» Directions:
Lines before the one containing "of the black" in the records below are to be left out; that line and all after it, through the end, are to be retyped exactly.

» Given entries:
▬▬▬▬▬▬

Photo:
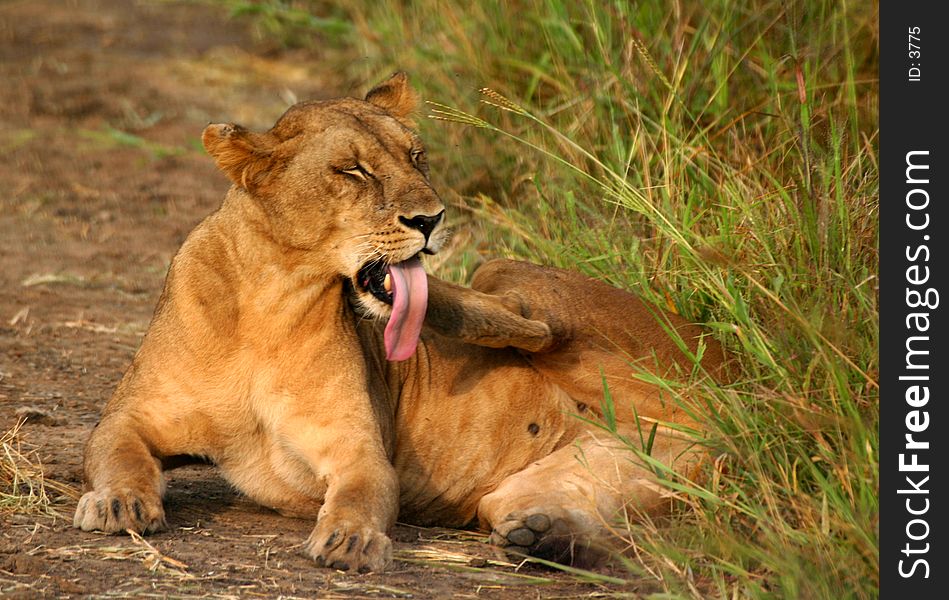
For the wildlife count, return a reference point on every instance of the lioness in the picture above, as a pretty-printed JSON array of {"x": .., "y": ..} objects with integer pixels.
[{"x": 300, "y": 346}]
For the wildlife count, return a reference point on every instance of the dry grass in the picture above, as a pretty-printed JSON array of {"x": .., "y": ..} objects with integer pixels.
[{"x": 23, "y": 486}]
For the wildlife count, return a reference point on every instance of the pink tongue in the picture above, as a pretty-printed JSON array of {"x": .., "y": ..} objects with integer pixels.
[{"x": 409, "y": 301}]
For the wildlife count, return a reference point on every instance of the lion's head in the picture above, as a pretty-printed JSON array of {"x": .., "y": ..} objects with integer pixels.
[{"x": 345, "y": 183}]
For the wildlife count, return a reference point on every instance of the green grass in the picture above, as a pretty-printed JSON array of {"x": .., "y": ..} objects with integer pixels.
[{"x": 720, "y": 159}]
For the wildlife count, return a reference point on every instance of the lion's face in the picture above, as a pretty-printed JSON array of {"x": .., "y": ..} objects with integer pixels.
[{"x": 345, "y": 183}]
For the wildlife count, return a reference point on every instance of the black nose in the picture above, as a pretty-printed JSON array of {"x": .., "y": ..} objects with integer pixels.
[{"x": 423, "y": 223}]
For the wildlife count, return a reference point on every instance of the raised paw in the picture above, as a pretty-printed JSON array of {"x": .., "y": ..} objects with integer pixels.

▬▬▬▬▬▬

» Response:
For the wildlife count, return a reference point on every instance of the black nose in the picture above, as a pretty-printed JSON array of {"x": .., "y": ..} objects with integer pixels.
[{"x": 423, "y": 223}]
For the wildlife count, return a reference point on every instance of the raised paw in the picture above, as a pretty-printed JSON array of {"x": .., "y": ..} objects with integer pixels.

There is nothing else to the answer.